──────── Metin alıntısı

ÜSKÜDAR'DA MİMAR SİNAN'I ANLAMAK
Lokasyon: Üsküdar, İstanbul
Proje tipi: Kültür
İşveren: İBB
Proje yılı: 2021
İnşaat alanı: - m²
Arsa alanı: - m²
Durumu: Ulusal Yarışma, Katılımcı
Proje Ekibi:
Kemal Bal, Nil Bıçak, Erol Kalmaz,
İdil Bayar, Dilan Özdemir
MEKAN
ÜSKÜDAR’DA SİNAN’I ANMAK
*Metinde, Sinan’a ait, ona atıfta görüş farklılığı olan veya ekibince tasarlanan yapıların tümü Sinan çağına ait olması anlamındaki geniş çerçevede Sinan mimarlığı olarak değerlendirilmiştir. Mabet ve çevresindeki mekânsal kümelenme odağa alınmıştır.
MİMAR SİNAN ÜZERİNE
Metnimizde, Mimar Sinan’ın mimarlığında birbirine tezat iki kavram olduğunu öne sürecek; bu iki kavramı iki kümede mimari elemanlara indirgeyecek ve bu indirgemenin Üsküdar’da Sinan’ı Anmak mekânı tasarımına nasıl biçim verdiğini açıklayacağız: Sinan’ın değerini, ana mekân ve çeper mekanlar ile sokak arasındaki geçişlerin ritmi ve armonisi olarak tarif edecek, bu mekân yaratım mekaniğinin bir denemesi olarak tasarımımızı betimleyeceğiz.

────────────────
──────── Veriler

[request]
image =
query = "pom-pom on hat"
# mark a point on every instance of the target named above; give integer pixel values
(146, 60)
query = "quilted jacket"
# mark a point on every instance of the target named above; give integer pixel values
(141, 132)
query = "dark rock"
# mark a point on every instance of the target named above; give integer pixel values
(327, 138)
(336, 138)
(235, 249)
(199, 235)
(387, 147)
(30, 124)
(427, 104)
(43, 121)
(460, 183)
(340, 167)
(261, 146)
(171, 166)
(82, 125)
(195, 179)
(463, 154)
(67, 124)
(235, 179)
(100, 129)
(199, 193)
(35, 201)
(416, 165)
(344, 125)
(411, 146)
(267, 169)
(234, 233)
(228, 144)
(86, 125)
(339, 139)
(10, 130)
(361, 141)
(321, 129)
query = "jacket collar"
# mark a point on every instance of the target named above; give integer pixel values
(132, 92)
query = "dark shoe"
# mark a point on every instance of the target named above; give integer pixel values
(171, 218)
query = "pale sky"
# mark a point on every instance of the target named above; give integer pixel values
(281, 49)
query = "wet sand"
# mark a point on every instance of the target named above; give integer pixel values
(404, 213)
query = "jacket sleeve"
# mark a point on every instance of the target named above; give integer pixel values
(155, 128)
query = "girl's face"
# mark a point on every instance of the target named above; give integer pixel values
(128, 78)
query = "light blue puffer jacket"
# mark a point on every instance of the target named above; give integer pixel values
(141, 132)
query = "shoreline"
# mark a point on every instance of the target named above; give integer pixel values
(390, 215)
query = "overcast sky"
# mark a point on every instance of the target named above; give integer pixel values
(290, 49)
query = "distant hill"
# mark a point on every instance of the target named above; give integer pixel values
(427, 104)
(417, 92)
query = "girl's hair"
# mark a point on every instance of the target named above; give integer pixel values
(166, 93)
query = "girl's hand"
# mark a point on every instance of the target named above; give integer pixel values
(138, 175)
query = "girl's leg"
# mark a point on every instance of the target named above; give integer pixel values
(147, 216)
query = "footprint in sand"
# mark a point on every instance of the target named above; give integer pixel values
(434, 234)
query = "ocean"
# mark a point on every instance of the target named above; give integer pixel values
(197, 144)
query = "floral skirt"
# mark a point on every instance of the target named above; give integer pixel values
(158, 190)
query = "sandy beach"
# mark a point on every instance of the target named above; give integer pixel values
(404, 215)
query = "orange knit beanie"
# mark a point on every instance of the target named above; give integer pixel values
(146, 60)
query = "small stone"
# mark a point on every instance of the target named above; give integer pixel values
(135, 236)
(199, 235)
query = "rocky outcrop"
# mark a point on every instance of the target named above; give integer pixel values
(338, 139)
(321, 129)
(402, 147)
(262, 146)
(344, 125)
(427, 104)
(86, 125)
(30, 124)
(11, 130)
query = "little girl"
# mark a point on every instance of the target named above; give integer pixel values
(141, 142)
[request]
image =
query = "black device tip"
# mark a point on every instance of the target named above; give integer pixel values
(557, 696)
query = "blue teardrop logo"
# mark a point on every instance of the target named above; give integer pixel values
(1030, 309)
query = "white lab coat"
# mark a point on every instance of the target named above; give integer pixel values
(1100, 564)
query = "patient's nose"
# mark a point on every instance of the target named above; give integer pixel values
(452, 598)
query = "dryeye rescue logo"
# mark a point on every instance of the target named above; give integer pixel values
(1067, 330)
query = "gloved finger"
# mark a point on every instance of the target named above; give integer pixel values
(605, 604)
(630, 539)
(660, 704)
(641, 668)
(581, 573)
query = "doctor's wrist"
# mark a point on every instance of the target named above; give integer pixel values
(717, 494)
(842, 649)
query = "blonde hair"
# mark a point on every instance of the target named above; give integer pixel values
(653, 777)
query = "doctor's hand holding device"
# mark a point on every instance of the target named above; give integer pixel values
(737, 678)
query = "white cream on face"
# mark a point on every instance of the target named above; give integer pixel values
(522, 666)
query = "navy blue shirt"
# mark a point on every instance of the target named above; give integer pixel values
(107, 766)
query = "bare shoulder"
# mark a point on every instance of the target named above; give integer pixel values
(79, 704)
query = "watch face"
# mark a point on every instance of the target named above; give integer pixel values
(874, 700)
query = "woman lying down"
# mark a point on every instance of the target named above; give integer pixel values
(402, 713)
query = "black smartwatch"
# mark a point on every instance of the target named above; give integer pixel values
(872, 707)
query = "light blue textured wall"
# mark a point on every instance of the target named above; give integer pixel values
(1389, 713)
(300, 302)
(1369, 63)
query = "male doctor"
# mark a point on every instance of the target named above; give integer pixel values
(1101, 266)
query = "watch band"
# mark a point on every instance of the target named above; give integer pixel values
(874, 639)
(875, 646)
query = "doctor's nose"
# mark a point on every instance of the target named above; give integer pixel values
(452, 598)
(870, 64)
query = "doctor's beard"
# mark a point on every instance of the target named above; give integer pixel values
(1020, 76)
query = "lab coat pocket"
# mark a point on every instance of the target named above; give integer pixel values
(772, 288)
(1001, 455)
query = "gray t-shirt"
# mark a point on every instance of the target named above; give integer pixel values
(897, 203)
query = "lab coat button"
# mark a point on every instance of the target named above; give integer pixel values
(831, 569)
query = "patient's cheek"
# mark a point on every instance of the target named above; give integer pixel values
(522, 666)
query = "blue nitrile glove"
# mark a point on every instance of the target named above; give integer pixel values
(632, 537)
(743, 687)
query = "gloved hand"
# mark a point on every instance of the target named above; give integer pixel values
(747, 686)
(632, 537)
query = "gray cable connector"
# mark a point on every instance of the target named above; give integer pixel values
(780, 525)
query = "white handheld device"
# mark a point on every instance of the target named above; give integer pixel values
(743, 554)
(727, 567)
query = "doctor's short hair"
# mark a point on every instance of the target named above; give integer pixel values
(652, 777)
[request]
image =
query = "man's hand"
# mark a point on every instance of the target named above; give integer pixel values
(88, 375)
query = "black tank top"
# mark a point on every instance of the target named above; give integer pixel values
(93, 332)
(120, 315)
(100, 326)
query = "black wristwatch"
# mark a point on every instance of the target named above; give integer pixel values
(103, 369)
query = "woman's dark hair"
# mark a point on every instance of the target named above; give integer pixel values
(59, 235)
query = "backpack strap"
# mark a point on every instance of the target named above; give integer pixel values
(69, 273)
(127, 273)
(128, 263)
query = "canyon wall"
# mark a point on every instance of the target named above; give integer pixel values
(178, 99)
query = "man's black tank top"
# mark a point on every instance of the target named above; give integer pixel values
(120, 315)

────────────────

Mimar Sinan metninden "MİMAR SİNAN ÜZERİNE" sözleriyle başlayıp "olarak tasarımımızı betimleyeceğiz." sözleriyle biten bölümü harfi harfine kopyalayın.

MİMAR SİNAN ÜZERİNE
Metnimizde, Mimar Sinan’ın mimarlığında birbirine tezat iki kavram olduğunu öne sürecek; bu iki kavramı iki kümede mimari elemanlara indirgeyecek ve bu indirgemenin Üsküdar’da Sinan’ı Anmak mekânı tasarımına nasıl biçim verdiğini açıklayacağız: Sinan’ın değerini, ana mekân ve çeper mekanlar ile sokak arasındaki geçişlerin ritmi ve armonisi olarak tarif edecek, bu mekân yaratım mekaniğinin bir denemesi olarak tasarımımızı betimleyeceğiz.